═════ Records to use
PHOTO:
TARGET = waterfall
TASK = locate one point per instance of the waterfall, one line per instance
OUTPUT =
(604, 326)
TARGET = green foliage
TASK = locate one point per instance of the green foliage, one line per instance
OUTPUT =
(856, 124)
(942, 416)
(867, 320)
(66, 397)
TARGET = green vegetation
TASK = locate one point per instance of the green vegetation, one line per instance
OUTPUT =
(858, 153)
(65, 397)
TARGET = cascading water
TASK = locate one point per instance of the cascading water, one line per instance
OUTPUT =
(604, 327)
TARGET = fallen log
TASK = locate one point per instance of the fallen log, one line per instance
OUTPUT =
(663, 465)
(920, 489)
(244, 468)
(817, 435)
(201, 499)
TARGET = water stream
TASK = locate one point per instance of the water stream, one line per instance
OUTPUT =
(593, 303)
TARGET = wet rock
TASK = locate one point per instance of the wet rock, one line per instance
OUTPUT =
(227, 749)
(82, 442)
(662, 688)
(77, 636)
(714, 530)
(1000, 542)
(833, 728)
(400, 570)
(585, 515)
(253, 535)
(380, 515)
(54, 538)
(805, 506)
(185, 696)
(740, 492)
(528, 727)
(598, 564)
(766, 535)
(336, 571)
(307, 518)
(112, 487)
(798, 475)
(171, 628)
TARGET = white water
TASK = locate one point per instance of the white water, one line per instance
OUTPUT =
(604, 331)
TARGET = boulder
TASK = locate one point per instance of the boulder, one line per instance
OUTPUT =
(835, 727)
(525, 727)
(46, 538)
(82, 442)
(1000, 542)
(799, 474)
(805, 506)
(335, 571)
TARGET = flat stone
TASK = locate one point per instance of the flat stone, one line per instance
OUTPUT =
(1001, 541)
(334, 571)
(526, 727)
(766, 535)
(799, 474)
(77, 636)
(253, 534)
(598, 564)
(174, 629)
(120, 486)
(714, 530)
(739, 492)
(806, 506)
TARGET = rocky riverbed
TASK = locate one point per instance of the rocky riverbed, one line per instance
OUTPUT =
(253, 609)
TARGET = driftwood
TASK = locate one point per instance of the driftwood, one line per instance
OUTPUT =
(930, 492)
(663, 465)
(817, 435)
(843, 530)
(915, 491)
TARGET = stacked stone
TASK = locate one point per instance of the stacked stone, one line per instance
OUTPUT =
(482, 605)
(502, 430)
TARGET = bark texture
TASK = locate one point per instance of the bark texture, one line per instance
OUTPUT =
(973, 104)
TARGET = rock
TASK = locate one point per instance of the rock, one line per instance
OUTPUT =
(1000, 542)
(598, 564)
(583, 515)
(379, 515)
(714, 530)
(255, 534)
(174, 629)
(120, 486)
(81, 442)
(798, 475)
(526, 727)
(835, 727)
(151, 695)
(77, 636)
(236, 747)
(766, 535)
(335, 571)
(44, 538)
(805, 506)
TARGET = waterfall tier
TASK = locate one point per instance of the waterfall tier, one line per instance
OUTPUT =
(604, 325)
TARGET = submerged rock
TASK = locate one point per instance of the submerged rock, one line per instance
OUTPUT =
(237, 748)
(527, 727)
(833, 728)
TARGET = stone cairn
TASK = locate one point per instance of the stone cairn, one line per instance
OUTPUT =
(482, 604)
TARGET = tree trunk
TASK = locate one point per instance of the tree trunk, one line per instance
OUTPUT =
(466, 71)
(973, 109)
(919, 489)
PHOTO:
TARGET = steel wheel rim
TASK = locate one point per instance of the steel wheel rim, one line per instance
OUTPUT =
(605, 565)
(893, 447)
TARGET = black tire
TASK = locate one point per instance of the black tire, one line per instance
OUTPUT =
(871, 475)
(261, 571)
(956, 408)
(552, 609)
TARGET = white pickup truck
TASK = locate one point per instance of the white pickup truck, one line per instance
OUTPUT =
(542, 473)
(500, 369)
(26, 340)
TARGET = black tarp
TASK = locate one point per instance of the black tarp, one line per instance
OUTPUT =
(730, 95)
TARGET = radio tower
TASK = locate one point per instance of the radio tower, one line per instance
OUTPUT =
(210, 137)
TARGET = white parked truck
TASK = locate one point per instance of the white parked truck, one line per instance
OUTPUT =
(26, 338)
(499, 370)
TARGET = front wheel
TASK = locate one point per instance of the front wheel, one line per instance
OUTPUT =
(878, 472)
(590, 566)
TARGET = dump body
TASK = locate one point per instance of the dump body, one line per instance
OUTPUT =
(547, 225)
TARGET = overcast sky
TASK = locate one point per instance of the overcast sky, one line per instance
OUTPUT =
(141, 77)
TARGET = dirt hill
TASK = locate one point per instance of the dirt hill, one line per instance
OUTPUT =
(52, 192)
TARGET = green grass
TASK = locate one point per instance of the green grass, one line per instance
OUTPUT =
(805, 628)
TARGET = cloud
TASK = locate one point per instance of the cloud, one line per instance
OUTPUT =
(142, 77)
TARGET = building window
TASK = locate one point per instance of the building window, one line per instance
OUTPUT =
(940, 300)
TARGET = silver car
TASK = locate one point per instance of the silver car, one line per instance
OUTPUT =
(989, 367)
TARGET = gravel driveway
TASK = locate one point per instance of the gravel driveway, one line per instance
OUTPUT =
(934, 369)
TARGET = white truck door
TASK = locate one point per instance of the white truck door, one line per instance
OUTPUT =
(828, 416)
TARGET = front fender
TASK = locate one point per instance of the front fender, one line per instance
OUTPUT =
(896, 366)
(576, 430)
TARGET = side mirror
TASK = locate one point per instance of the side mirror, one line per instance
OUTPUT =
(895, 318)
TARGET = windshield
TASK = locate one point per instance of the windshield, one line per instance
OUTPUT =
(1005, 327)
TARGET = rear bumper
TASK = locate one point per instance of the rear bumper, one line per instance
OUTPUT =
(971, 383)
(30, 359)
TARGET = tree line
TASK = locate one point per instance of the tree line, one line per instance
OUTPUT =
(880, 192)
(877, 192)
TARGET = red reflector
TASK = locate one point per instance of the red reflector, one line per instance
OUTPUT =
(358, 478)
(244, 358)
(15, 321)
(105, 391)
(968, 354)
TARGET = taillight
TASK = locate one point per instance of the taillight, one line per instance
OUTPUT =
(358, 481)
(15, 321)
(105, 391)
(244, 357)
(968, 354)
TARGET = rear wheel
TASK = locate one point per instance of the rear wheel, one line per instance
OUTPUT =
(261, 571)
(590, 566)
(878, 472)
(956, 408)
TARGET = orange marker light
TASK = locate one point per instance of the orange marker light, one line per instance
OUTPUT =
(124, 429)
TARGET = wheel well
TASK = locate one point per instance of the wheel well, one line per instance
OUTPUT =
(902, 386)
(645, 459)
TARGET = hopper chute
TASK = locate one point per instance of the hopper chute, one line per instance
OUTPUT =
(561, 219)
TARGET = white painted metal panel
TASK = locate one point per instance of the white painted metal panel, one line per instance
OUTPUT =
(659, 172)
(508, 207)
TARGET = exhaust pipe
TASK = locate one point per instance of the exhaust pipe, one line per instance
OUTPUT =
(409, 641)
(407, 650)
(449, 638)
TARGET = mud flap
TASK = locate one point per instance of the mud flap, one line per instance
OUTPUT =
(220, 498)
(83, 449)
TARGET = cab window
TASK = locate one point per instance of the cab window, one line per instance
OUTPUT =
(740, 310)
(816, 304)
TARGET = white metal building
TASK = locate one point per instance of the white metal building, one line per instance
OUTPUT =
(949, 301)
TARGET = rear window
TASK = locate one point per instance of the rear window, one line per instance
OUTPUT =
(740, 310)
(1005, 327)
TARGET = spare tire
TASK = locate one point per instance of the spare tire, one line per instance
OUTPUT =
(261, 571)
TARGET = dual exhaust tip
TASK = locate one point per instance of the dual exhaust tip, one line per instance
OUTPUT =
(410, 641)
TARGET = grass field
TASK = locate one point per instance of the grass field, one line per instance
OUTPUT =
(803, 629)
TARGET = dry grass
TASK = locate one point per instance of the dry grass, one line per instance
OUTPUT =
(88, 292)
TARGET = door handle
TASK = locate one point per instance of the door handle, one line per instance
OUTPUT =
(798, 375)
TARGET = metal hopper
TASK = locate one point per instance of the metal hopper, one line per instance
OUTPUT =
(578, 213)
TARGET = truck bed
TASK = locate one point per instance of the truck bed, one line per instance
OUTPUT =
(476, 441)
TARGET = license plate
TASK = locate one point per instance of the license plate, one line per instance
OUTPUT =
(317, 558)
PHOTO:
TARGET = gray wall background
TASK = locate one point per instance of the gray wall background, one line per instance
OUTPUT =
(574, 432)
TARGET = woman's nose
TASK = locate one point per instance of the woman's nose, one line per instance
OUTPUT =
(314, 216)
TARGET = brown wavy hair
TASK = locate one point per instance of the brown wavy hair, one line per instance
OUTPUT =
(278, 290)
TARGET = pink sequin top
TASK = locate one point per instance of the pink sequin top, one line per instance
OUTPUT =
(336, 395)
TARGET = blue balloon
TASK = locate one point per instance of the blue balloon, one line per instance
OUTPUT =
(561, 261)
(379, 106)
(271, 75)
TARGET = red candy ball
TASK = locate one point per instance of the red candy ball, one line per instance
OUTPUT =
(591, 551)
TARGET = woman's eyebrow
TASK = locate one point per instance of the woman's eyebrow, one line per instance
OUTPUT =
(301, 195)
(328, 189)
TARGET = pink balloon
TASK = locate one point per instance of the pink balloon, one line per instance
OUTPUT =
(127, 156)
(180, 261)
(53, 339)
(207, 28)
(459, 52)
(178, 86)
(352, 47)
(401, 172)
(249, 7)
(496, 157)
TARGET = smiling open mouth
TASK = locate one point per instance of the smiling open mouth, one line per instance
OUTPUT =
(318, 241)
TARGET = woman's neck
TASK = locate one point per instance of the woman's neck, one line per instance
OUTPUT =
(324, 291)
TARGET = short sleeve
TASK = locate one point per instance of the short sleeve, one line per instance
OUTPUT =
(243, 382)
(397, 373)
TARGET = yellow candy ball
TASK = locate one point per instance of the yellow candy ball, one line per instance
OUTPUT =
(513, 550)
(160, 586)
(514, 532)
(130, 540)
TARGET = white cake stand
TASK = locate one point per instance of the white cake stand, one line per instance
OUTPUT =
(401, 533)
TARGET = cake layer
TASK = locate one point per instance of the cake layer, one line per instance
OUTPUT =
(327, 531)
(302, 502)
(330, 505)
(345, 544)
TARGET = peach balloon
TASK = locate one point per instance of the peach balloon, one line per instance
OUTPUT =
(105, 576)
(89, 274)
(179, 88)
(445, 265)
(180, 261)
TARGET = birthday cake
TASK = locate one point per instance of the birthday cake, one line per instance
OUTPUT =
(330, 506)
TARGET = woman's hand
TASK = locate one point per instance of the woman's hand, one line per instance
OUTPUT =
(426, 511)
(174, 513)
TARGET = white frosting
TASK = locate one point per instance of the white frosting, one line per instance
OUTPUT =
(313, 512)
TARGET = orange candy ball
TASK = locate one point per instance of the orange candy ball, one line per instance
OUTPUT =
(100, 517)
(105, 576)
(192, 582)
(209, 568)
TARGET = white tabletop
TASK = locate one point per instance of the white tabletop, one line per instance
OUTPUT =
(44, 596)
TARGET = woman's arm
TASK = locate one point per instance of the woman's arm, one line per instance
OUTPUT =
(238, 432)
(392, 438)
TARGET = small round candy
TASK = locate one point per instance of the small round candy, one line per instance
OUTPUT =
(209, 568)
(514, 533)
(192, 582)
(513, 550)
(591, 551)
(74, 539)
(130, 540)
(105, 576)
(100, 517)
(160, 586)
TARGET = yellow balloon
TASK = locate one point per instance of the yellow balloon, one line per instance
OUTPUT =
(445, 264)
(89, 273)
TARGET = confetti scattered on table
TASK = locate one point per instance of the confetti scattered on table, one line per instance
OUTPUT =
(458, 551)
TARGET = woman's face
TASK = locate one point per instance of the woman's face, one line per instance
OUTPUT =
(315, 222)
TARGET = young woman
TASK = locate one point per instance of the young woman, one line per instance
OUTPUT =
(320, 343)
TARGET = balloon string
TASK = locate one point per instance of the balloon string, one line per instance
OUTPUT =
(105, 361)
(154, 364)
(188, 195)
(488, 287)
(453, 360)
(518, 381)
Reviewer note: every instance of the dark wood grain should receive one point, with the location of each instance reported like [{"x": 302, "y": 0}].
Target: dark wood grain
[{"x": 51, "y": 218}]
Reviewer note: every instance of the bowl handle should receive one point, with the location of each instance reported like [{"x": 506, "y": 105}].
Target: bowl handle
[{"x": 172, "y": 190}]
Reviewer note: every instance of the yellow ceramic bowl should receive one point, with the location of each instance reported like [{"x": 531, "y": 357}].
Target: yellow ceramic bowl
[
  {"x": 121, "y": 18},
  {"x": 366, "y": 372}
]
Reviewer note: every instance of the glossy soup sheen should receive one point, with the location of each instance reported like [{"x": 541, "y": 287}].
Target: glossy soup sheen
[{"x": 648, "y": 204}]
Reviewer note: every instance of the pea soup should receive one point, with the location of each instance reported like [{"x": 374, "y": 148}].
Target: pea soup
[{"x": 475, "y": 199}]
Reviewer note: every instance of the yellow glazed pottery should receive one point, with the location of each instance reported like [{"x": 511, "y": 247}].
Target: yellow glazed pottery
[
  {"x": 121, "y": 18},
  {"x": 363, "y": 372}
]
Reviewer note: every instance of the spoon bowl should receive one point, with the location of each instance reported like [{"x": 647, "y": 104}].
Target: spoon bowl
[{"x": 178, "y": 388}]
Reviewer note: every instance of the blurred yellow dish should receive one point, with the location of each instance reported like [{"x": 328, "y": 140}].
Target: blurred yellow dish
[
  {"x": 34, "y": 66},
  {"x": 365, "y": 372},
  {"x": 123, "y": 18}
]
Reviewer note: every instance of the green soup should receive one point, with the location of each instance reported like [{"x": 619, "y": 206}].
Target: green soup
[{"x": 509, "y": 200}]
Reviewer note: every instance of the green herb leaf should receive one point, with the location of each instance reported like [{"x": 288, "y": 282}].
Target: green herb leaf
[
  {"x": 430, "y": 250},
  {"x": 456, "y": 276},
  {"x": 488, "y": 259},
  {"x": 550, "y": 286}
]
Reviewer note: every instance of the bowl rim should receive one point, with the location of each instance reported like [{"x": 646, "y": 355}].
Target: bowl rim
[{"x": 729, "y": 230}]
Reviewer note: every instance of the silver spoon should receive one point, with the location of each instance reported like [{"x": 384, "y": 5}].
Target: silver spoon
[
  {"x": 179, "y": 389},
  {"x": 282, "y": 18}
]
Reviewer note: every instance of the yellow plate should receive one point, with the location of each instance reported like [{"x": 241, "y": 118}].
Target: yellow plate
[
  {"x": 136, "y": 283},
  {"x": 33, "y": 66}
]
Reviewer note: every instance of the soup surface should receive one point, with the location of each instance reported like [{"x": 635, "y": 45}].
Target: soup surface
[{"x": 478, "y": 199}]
══════════
**Work to be completed**
If a line of the entries holds the word "field", copy it out.

**Output of the exercise**
TARGET = grass field
TASK = locate one point per instance of the grass field, one line per instance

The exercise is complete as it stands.